## Problem
Pick out each line of the records that includes the string "white", and copy it.

(Saved entries)
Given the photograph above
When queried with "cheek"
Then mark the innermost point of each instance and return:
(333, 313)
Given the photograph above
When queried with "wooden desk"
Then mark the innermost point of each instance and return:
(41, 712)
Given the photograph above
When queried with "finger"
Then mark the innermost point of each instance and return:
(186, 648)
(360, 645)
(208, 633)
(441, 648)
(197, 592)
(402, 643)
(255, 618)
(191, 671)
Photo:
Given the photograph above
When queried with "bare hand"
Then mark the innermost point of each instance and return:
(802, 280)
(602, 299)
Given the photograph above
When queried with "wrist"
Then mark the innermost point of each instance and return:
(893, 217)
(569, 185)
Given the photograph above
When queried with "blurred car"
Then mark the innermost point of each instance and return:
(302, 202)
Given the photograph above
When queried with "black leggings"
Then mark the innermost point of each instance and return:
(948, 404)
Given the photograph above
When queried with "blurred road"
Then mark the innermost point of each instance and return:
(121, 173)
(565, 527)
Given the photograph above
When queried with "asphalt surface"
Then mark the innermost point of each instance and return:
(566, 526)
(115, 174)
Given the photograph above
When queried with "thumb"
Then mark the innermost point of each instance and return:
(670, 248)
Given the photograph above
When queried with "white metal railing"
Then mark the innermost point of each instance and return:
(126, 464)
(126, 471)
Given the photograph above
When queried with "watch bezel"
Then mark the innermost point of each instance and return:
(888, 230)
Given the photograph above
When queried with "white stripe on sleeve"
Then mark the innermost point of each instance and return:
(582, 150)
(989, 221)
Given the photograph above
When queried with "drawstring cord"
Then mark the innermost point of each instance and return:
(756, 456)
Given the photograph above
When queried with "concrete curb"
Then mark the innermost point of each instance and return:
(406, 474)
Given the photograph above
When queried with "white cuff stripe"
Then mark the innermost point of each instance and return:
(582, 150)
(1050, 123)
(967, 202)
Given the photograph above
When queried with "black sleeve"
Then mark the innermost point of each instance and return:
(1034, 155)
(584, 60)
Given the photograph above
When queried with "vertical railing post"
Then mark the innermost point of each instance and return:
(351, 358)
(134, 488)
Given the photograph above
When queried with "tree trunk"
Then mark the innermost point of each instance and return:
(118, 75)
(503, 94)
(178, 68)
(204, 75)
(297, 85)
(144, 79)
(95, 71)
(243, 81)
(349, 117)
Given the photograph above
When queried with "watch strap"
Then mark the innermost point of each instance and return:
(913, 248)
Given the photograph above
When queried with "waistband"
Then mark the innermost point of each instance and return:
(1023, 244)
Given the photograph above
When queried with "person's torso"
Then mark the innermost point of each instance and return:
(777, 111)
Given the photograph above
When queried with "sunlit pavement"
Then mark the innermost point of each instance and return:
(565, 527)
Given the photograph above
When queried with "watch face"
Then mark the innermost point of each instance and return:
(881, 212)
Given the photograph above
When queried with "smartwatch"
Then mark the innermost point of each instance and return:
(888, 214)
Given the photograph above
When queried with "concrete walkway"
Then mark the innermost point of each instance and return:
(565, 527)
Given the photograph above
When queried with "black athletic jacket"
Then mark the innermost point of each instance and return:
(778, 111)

## Exercise response
When queried with "white metal railing"
When queried with "white stripe on sleeve"
When queried with "white cuff stripe"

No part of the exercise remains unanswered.